--- start Supplied material ---

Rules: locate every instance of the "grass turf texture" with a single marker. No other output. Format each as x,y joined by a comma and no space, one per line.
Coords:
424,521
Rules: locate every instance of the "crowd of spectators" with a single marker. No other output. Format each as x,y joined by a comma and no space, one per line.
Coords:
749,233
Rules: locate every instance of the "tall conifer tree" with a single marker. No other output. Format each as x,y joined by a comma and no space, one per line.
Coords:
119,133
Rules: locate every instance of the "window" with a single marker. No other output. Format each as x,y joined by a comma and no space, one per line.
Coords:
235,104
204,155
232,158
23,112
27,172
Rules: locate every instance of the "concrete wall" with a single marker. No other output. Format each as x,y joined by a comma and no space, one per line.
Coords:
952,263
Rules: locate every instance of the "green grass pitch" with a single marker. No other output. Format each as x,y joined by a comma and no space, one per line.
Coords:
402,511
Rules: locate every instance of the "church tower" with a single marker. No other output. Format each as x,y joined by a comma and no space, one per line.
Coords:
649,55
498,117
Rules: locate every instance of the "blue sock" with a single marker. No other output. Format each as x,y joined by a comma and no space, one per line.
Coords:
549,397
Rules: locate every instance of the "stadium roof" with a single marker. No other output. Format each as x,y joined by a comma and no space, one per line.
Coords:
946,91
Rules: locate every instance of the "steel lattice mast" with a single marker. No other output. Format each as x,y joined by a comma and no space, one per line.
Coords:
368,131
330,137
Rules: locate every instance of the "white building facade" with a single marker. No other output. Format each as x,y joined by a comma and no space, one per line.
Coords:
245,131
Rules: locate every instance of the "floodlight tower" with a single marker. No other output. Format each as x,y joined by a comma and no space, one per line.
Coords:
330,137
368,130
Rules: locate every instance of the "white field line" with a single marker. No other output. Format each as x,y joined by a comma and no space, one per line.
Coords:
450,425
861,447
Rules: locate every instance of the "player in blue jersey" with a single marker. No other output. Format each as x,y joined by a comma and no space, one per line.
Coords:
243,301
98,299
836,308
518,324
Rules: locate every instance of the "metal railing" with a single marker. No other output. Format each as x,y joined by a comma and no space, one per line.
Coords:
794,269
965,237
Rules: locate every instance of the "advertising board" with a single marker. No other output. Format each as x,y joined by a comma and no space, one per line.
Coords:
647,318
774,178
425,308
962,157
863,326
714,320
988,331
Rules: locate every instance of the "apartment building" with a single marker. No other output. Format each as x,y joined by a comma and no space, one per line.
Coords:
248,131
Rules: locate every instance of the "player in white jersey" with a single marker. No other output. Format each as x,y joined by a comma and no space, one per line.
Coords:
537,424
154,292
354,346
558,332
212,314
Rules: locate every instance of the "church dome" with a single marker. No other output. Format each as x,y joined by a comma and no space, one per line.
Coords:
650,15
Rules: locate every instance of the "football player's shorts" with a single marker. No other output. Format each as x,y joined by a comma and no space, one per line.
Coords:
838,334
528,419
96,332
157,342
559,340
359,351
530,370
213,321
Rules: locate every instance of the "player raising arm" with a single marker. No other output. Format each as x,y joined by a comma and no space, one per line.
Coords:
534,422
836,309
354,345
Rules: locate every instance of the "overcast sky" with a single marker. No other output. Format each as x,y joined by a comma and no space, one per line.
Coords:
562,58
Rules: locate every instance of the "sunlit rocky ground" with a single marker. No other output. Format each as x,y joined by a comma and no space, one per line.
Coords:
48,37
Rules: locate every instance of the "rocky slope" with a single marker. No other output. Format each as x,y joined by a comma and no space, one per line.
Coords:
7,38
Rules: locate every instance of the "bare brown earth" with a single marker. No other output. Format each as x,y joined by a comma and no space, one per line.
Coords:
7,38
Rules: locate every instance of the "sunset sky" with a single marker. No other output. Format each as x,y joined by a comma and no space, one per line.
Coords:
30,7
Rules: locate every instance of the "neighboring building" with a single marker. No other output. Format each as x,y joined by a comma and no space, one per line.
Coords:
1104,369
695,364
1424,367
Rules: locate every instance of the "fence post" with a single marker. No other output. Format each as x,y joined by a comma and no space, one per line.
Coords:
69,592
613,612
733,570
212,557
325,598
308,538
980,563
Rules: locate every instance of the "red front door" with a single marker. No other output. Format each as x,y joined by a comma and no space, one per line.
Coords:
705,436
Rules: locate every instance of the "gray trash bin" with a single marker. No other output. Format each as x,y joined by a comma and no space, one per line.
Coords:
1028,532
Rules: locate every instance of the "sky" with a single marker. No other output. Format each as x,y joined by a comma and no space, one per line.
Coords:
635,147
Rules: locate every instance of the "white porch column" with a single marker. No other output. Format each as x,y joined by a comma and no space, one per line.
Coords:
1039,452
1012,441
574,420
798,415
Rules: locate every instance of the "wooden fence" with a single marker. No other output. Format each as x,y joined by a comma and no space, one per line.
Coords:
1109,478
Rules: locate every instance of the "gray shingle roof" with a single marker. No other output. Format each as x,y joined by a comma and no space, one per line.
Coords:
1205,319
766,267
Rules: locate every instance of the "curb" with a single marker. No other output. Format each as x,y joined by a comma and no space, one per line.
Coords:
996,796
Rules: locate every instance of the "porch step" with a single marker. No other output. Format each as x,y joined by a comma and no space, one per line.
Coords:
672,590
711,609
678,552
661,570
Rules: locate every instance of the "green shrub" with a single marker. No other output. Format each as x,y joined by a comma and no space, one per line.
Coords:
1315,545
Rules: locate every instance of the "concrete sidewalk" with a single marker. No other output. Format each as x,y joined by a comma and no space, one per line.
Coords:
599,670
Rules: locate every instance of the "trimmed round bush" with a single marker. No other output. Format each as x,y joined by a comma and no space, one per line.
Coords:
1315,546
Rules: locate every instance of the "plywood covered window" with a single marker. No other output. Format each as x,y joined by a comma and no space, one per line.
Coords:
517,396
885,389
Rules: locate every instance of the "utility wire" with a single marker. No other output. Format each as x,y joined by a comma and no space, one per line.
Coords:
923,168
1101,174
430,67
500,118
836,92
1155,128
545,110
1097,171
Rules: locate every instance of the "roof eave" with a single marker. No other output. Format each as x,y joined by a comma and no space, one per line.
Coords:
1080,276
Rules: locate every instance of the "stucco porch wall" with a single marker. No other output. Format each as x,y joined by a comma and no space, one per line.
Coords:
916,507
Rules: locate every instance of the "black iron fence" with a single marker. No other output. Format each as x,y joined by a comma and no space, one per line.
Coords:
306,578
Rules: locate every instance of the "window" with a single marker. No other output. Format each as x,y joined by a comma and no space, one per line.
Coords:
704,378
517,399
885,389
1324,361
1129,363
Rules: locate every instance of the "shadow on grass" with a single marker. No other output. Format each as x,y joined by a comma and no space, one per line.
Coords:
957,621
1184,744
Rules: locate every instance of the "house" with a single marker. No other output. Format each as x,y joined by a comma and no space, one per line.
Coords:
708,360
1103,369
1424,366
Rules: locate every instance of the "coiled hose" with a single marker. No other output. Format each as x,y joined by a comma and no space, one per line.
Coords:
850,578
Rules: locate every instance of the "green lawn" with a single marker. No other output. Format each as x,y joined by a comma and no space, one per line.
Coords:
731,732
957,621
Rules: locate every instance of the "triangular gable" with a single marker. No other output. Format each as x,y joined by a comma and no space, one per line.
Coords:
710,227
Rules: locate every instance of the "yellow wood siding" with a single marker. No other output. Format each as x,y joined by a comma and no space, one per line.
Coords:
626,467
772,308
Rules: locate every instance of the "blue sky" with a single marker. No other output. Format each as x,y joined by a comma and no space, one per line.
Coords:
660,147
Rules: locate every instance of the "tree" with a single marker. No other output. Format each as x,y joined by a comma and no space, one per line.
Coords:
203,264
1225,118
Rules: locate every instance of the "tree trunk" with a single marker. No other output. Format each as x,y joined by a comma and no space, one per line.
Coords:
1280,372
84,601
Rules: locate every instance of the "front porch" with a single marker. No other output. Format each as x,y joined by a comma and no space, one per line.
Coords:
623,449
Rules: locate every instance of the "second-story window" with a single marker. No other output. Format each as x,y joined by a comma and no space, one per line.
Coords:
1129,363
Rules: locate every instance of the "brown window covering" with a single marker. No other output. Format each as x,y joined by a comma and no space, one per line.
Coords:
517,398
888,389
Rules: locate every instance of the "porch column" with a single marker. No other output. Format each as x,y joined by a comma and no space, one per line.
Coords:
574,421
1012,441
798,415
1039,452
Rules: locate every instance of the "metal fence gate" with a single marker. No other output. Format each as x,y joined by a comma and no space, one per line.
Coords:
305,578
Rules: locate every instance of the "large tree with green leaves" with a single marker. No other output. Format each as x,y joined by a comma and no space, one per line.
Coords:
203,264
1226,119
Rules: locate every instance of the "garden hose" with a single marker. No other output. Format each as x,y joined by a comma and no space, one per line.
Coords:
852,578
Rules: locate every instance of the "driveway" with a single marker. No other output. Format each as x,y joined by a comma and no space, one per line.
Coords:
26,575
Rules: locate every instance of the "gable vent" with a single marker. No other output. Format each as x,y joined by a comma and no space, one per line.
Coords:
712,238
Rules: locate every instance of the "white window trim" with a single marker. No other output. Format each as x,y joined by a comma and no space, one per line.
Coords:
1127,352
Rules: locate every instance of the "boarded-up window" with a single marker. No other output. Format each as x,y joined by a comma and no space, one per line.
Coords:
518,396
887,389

--- end Supplied material ---

### Stated task
Pull out every line in the listing above that contains the word "jersey", and copy each of those lines in full.

### Output of the exercise
Rules: locate every instance of the "player in blue jersey" with a single marker. No other output. Format each as x,y joined by a comma and no space, one per line.
Rules: locate every instance of the "player in white jersey" with a single marker. No other output. Format each as x,y joined by a comma and no space, one per line.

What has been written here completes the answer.